── Source records ──
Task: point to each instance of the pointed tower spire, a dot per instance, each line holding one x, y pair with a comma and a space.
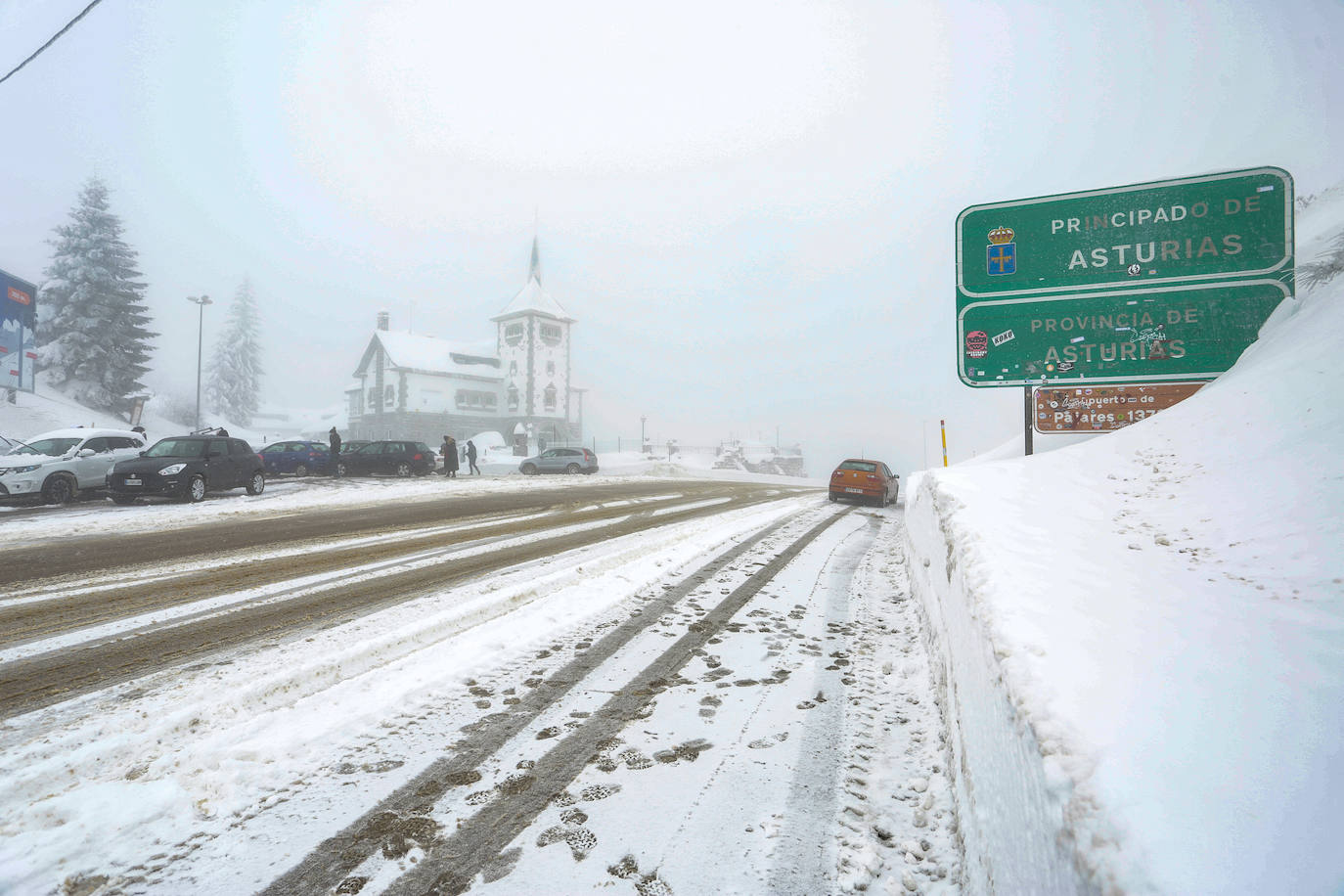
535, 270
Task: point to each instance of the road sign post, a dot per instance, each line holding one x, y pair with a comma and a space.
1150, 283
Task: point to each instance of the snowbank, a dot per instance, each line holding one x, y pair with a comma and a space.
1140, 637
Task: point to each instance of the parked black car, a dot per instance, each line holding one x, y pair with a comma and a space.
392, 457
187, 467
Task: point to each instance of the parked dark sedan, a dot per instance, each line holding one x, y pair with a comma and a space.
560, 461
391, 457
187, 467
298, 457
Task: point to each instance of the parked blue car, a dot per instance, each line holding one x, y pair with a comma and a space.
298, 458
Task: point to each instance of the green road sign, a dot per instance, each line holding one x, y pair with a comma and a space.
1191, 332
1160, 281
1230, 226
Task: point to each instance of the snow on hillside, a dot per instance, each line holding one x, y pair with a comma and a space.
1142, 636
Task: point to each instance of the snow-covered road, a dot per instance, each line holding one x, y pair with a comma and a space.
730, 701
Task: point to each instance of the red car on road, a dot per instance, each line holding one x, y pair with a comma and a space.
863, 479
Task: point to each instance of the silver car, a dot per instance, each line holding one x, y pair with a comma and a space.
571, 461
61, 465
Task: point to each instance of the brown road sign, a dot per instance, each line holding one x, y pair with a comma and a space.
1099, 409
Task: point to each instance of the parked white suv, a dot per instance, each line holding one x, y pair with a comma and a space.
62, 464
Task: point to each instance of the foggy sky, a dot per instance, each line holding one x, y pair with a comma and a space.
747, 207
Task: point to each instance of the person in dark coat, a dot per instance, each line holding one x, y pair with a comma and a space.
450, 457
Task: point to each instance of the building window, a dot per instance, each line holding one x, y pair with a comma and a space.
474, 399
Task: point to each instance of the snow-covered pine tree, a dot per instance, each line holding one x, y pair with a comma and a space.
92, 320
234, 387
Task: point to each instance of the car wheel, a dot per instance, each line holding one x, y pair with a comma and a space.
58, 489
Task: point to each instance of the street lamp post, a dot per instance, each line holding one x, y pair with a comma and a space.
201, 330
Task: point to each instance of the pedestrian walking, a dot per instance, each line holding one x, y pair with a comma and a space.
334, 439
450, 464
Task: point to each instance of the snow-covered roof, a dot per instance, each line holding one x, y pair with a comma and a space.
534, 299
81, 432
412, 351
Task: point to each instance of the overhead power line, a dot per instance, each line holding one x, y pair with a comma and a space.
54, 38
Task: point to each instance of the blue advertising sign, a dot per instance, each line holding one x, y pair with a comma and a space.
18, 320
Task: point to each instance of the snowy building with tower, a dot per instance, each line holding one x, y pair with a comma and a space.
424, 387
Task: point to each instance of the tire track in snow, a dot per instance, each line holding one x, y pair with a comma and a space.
───
**Task statement**
Copy the rows word for word, starting at the row that contains "Task: point to each instance of the snowy" and continuing through the last row, including both.

**Task result**
Task: point to each instance of the snowy building with tower, a dot per instance, each line holding one x, y pair with a comma and a space.
424, 387
Task: point to each instance of the tire track in snow, a dot per instance, each line holding one x, y pair with a comma and a space.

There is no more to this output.